• Action item
Lines that include the string "canopy" are the ones to copy from the entries below.

### Data

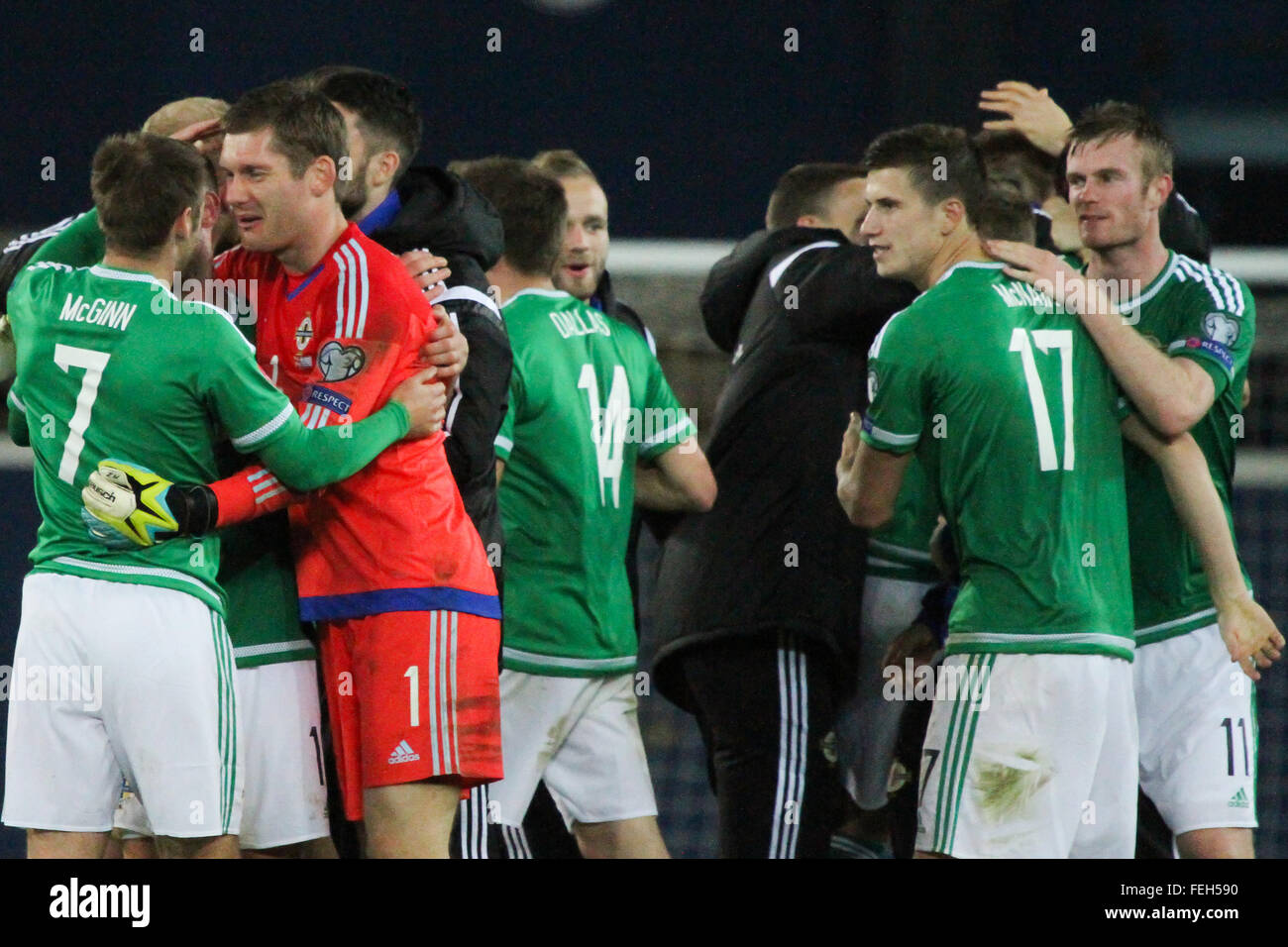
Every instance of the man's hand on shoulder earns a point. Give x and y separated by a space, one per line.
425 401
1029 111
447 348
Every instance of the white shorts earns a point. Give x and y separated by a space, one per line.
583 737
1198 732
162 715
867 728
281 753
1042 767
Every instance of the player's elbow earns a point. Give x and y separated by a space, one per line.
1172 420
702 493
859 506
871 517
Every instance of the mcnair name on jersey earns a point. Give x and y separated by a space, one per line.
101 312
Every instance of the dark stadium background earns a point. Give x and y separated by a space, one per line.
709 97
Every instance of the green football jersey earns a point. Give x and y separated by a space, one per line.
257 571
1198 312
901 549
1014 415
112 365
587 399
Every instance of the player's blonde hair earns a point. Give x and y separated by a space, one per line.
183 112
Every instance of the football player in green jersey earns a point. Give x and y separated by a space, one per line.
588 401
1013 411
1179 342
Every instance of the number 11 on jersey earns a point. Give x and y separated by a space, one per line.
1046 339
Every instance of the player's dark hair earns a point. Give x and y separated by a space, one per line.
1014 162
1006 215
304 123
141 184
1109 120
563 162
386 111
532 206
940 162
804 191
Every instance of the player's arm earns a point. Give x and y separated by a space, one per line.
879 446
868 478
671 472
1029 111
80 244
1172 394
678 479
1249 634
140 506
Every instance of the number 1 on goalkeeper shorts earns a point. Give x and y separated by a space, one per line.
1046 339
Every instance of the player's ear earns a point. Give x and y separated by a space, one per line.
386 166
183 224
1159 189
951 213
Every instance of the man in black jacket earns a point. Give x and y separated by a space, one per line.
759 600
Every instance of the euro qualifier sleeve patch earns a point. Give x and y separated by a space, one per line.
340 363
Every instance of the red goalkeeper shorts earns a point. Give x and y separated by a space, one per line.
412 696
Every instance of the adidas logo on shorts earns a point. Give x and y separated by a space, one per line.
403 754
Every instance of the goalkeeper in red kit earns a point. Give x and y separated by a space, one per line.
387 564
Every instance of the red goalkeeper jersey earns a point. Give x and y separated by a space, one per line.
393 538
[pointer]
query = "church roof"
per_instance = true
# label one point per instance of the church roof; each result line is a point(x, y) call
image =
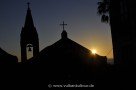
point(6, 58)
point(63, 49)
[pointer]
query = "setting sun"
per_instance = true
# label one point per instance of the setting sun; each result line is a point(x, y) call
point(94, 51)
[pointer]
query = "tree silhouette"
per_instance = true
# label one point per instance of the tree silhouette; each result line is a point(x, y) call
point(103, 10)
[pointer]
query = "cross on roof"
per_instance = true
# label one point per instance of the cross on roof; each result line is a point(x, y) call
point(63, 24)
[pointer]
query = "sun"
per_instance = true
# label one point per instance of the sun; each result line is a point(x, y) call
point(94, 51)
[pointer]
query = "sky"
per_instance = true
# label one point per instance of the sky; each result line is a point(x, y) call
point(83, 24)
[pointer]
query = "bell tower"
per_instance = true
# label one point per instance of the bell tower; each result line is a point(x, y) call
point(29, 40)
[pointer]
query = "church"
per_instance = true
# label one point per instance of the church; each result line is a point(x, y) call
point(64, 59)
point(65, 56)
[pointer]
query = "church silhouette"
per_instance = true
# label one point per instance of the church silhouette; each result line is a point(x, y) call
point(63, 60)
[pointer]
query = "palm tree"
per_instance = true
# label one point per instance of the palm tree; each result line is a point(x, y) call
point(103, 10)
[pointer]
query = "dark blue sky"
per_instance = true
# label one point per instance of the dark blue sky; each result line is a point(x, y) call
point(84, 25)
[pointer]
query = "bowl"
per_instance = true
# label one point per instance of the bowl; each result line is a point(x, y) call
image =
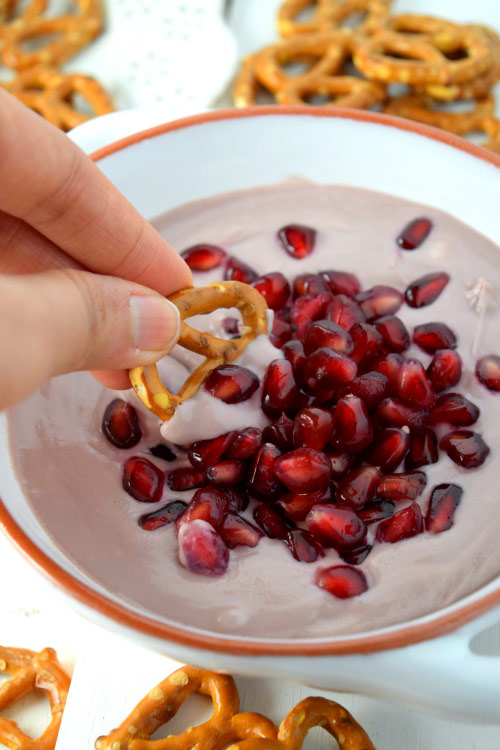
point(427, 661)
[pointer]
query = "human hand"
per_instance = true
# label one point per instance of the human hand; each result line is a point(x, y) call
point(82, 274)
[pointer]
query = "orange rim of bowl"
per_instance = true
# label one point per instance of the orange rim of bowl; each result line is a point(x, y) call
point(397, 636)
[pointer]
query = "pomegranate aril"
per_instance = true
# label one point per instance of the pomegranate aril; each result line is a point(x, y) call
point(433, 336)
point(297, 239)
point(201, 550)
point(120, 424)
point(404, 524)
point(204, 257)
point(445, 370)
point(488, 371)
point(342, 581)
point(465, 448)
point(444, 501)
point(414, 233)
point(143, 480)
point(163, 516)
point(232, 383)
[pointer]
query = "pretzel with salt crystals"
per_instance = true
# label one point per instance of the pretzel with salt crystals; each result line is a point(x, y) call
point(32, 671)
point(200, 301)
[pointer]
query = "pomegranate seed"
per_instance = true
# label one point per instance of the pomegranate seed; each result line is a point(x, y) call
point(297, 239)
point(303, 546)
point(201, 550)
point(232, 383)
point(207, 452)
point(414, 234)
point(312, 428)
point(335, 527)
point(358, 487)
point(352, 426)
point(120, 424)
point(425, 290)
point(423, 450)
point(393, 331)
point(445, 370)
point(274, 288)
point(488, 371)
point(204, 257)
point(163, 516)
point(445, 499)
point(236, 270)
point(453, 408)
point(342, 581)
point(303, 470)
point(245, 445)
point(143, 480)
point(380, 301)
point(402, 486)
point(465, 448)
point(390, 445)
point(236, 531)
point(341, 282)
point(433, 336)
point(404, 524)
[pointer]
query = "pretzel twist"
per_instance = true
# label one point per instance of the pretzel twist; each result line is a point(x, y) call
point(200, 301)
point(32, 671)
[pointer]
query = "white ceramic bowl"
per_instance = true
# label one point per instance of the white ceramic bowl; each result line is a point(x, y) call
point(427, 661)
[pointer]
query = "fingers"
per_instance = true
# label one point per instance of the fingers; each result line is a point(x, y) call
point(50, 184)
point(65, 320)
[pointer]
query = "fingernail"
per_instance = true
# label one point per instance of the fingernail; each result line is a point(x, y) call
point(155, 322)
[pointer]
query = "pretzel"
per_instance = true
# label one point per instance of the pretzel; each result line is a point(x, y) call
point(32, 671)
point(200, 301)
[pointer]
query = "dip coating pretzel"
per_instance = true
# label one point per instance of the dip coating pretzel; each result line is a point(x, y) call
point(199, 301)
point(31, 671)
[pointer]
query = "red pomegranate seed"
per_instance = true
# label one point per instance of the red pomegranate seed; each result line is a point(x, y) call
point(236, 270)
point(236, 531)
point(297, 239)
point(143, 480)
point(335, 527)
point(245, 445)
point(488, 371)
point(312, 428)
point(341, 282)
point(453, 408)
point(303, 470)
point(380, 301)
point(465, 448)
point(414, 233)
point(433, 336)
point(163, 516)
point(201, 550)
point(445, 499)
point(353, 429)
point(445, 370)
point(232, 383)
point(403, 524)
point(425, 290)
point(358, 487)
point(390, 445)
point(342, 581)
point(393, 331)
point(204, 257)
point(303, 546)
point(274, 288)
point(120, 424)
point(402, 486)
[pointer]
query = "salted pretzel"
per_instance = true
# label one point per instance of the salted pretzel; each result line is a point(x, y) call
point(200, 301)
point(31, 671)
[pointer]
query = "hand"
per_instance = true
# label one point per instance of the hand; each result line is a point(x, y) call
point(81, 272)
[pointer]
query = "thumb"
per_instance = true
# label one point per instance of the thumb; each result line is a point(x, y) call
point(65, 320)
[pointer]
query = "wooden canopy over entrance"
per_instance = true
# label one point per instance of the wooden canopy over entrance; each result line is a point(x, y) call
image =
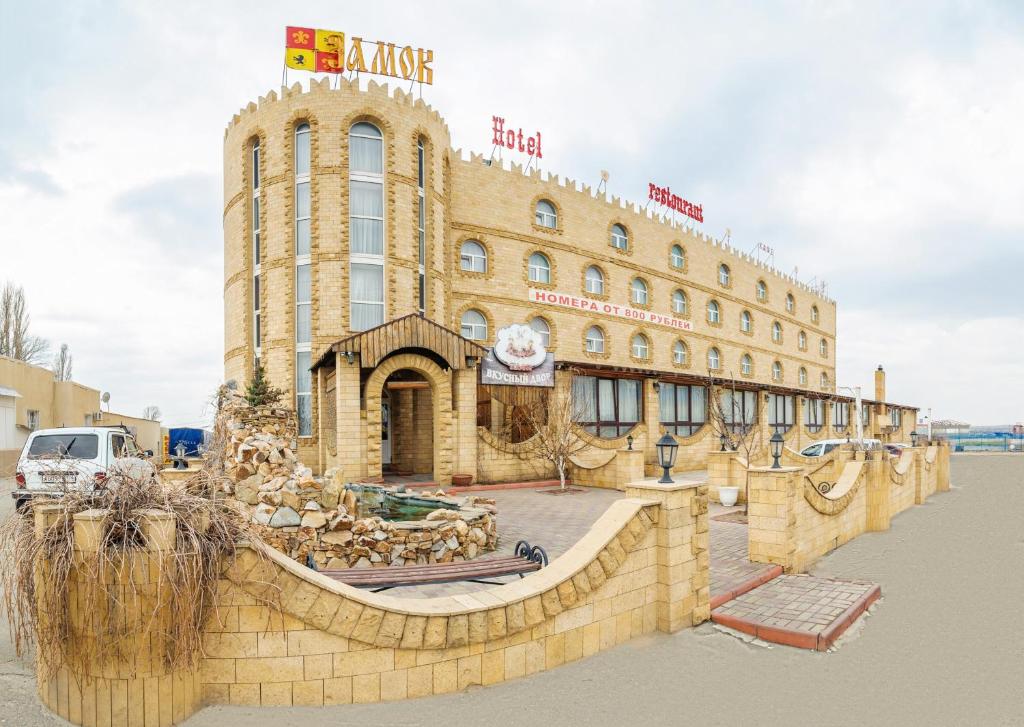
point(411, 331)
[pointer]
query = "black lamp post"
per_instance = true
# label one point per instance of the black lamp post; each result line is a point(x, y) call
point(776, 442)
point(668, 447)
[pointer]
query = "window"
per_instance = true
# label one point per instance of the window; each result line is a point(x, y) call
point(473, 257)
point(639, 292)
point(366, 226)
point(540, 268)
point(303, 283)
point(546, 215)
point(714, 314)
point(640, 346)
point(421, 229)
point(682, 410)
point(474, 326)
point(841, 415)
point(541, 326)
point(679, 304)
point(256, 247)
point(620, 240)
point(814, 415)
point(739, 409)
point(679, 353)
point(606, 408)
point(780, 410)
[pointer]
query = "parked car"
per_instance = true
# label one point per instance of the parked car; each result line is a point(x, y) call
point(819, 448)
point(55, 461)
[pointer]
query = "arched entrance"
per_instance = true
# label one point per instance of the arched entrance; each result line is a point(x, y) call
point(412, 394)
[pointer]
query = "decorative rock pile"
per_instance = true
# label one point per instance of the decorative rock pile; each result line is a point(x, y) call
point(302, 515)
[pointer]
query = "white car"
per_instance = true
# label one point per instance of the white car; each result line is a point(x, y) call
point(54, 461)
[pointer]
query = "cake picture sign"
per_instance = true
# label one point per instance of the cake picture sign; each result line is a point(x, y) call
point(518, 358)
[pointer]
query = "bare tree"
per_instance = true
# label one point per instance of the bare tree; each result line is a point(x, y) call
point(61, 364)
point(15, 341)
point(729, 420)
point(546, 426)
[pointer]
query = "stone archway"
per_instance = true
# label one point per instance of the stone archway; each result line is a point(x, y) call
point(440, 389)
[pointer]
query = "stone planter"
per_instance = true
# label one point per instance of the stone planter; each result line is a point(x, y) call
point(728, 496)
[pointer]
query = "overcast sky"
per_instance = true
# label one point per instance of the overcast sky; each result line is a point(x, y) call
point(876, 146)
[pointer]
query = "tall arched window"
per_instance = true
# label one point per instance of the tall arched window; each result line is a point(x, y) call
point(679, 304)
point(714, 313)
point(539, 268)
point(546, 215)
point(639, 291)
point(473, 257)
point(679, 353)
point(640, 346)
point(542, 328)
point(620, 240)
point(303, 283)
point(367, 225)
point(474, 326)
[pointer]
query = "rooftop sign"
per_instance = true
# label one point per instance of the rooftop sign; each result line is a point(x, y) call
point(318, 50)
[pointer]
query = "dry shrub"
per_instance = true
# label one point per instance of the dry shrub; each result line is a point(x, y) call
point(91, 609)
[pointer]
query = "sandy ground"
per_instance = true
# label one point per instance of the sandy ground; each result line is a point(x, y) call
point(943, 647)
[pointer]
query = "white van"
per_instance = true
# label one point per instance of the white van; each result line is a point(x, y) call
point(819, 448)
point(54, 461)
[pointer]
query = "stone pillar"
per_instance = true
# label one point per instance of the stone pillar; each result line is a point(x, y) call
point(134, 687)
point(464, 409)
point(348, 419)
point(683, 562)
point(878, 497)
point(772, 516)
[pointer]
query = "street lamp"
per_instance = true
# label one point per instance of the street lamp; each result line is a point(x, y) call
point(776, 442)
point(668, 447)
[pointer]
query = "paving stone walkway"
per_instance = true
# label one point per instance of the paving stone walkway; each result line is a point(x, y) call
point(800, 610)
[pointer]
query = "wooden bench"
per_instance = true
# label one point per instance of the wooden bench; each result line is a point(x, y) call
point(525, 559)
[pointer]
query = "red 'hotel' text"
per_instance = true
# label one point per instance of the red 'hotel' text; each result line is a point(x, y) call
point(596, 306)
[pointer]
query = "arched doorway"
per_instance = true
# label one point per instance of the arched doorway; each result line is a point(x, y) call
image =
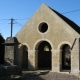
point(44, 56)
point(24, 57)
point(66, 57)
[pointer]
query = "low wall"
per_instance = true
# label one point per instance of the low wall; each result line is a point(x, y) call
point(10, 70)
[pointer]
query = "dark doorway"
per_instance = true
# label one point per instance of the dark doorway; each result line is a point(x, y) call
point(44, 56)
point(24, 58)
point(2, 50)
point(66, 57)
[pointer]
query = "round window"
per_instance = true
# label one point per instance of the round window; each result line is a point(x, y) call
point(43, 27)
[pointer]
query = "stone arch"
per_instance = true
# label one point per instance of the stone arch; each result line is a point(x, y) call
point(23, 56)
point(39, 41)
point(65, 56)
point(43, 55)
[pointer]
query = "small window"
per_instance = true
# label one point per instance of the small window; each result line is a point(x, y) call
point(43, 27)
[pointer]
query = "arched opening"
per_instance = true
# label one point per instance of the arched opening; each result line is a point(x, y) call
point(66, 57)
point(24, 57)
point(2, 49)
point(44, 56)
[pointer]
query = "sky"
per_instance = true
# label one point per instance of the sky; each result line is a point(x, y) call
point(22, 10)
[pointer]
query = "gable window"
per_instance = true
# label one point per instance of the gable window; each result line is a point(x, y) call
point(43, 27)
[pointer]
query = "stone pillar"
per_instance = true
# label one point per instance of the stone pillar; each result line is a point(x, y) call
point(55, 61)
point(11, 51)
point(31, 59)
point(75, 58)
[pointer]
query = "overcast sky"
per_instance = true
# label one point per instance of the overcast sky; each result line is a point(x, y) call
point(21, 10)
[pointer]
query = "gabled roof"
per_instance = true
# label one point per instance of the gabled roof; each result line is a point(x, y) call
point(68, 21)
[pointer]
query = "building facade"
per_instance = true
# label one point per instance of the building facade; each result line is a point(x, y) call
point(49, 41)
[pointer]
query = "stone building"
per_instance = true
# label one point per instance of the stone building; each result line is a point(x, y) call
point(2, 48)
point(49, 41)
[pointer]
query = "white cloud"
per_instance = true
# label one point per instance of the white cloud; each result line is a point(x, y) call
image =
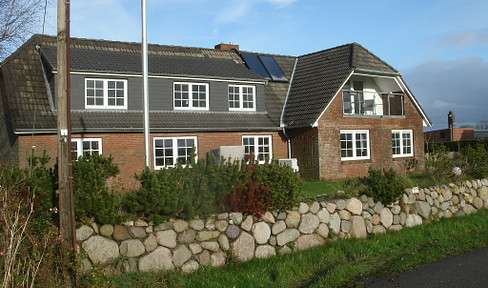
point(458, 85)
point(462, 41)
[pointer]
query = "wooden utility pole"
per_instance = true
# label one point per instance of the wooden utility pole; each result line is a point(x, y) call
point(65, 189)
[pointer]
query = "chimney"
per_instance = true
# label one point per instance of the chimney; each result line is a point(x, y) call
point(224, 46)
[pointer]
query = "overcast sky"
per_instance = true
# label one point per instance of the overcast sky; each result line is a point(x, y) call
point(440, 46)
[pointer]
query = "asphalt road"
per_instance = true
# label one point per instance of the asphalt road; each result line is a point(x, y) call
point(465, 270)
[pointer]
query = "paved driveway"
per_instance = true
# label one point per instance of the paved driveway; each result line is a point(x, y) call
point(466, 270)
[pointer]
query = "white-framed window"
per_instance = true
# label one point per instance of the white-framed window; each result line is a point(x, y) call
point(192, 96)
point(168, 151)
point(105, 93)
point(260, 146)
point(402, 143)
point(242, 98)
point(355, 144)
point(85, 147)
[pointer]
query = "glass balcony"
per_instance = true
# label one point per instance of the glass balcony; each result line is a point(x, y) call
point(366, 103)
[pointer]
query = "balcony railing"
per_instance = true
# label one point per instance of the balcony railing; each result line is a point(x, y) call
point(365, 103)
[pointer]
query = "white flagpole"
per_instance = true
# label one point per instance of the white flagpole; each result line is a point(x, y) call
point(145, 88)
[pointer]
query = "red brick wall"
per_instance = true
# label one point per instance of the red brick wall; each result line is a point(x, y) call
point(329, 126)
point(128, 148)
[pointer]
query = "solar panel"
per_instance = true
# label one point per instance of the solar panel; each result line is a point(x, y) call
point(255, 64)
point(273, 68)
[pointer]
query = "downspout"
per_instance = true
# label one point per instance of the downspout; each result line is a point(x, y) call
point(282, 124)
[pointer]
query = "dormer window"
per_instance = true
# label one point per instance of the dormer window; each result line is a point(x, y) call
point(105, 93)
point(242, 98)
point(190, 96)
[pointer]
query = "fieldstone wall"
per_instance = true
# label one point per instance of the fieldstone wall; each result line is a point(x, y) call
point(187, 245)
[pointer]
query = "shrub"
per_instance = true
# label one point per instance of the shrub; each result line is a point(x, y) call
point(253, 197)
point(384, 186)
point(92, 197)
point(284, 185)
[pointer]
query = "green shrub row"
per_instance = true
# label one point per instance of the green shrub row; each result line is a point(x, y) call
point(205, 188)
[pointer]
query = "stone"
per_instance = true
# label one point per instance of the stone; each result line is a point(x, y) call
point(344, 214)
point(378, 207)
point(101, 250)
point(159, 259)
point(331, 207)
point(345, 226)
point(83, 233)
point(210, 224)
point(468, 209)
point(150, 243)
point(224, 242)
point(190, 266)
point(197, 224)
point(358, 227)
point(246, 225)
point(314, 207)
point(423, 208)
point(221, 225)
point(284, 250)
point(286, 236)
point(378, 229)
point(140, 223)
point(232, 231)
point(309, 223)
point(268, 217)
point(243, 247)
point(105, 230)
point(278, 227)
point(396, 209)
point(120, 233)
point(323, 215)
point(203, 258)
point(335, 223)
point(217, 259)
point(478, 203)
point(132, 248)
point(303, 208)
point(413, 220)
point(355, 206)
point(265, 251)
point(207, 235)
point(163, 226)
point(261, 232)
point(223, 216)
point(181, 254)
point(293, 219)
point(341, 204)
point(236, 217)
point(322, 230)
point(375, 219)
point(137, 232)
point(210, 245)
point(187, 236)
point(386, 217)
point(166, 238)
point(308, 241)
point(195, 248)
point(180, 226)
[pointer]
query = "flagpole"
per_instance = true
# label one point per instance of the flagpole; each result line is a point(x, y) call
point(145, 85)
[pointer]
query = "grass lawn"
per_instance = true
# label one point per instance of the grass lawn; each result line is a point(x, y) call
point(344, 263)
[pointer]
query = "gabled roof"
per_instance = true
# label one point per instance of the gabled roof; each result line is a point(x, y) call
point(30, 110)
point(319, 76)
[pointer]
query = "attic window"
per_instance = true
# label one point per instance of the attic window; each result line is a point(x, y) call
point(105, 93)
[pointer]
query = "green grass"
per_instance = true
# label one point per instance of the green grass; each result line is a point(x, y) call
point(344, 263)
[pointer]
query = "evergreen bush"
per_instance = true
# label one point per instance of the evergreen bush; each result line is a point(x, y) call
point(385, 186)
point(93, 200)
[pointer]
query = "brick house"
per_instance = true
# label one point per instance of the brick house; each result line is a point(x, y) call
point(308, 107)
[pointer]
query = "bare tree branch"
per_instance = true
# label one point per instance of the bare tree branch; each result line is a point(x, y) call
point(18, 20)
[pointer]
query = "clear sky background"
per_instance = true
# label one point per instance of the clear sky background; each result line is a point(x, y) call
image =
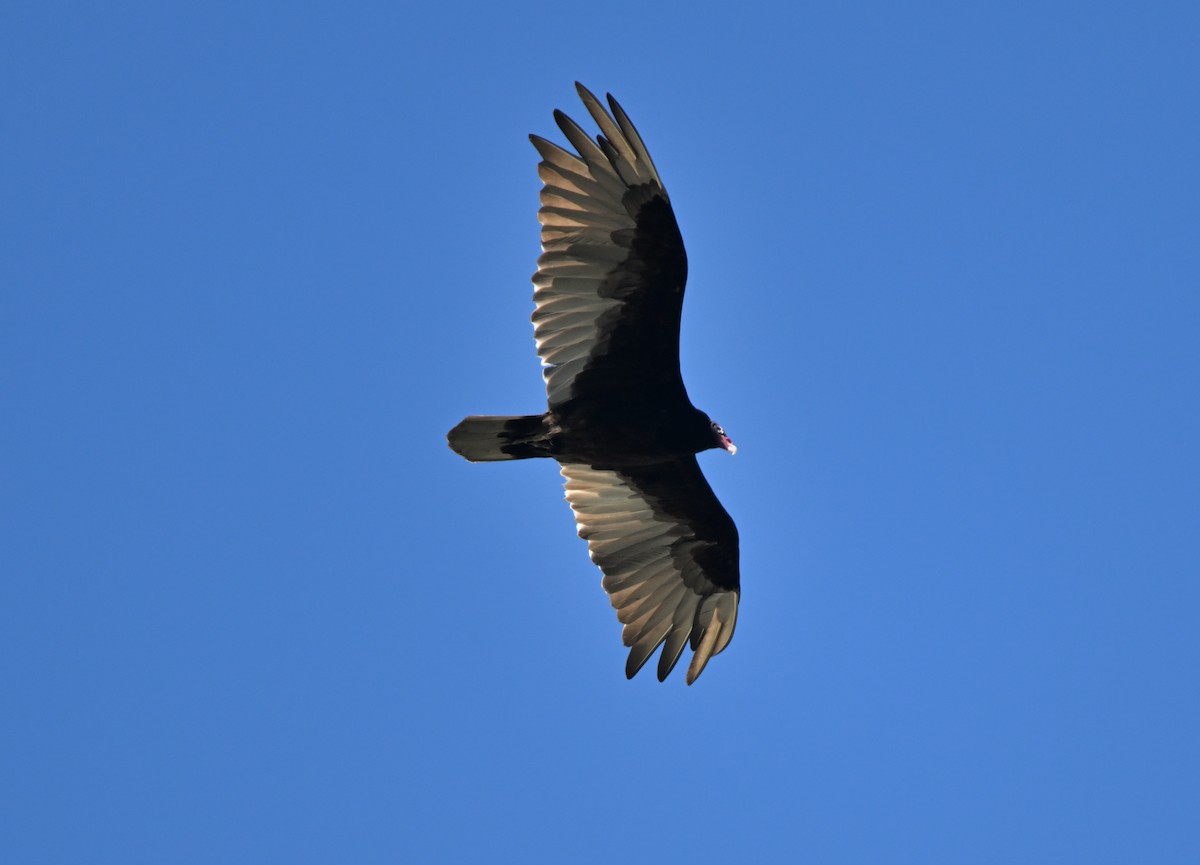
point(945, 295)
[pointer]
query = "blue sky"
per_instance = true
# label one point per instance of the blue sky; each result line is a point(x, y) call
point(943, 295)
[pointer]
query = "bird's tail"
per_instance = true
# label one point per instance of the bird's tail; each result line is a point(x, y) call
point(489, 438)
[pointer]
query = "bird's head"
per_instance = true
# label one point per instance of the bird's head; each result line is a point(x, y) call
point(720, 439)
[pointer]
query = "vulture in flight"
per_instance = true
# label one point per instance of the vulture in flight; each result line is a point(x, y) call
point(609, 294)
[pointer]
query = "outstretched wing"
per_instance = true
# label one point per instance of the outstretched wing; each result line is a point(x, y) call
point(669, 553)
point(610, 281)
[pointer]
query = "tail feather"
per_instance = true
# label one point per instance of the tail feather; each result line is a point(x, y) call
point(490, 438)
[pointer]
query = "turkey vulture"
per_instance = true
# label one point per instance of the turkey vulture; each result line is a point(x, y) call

######

• Reply to the task
query = "wooden canopy over entrance"
# label one point per instance of the wooden canopy over entrance; each result line is a point(x, y) call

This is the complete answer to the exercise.